● **抜粋文**:
%%

この記事は、Web担当者の皆様向けに、改正障害者差別解消法とウェブアクセシビリティについて基本情報を解説したもので、2025年1月8日に改訂しています。
当社のクライアントは上場企業グループ様が多いのですが、改正障害者差別解消法への対応として、ウェブアクセシビリティへの準拠について、各社様真剣に取り組まれております。
そこで、企業のWeb担当者の皆様向けに、改正障害者差別解消法とウェブアクセシビリティに関する基本情報をリバイスしたいと思います。
なお、内容については、各省庁のガイドラインを勉強して記載しておりますが、各社における改正障害者差別解消法への対応を決定するに際しては、各企業の法務部、顧問弁護士によるチェックを受けてくださいますようお願い申し上げます。
少しでも皆様のお役に立てる記事にできればと思います。
どうぞよろしくお願い致します。
障害者差別解消法は、障害を理由とする差別を解消し、誰もが分け隔てなく共生する社会を実現することを目的とした法律(障害者差別解消法1条)で、①障害を理由とする不当な差別的取扱いの禁止、②環境の整備(事前的改善措置)、③合理的配慮の提供という3つの柱を有しており、特に③の面から、ウェブアクセシビリティへの配慮にも関係する法律です。
この障害者差別解消法ですが、2024年(令和6年)4月1日付けで改正法が施行されました(本記事では、これを改正障害者差別解消法と呼ぶこととします)。
改正前の障害者差別解消法では、民間事業者は、障がいを持たれている方に対する「合理的配慮の提供」について努力義務を負っていました。
しかし、改正障害者差別解消法では、次のように法的義務とされています。
事業者は、その事業を行うに当たり、障害者から現に社会的障壁の除去を必要としている旨の意思の表明があった場合において、その実施に伴う負担が過重でないときは、障害者の権利利益を侵害することとならないよう、当該障害者の性別、年齢及び障害の状態に応じて、社会的障壁の除去の実施について必要かつ合理的な配慮をしなければならない。

%%

データのまとまり
%%

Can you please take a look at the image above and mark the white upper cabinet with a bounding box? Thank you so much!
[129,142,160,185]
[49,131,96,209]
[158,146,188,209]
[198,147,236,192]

%%

● **課題 1**:
障害者差別解消法に関する文章のうち、「当社のクライアントは上場企業」を含む語句で始まり「て努力義務を負っていました。」で終わる部分を、一字も変えずに引用せよ。
● **課題 2**:
データのまとまりにあるエントリを依頼文も含めてすべて書き直し、回答に示されたバウンディングボックスの座標をそれぞれ2倍にせよ。結果は整数に丸め、0.5は切り上げること。
障害者差別解消法に関する文章とエントリは、それぞれ別の出典から取られている。

● **模範解答 1**:
当社のクライアントは上場企業グループ様が多いのですが、改正障害者差別解消法への対応として、ウェブアクセシビリティへの準拠について、各社様真剣に取り組まれております。
そこで、企業のWeb担当者の皆様向けに、改正障害者差別解消法とウェブアクセシビリティに関する基本情報をリバイスしたいと思います。
なお、内容については、各省庁のガイドラインを勉強して記載しておりますが、各社における改正障害者差別解消法への対応を決定するに際しては、各企業の法務部、顧問弁護士によるチェックを受けてくださいますようお願い申し上げます。
少しでも皆様のお役に立てる記事にできればと思います。
どうぞよろしくお願い致します。
障害者差別解消法は、障害を理由とする差別を解消し、誰もが分け隔てなく共生する社会を実現することを目的とした法律(障害者差別解消法1条)で、①障害を理由とする不当な差別的取扱いの禁止、②環境の整備(事前的改善措置)、③合理的配慮の提供という3つの柱を有しており、特に③の面から、ウェブアクセシビリティへの配慮にも関係する法律です。
この障害者差別解消法ですが、2024年(令和6年)4月1日付けで改正法が施行されました(本記事では、これを改正障害者差別解消法と呼ぶこととします)。
改正前の障害者差別解消法では、民間事業者は、障がいを持たれている方に対する「合理的配慮の提供」について努力義務を負っていました。

● **模範解答 2**:
Can you please take a look at the image above and mark the white upper cabinet with a bounding box? Thank you so much!
[258,284,320,370]
[98,262,192,418]
[316,292,376,418]
[396,294,472,384]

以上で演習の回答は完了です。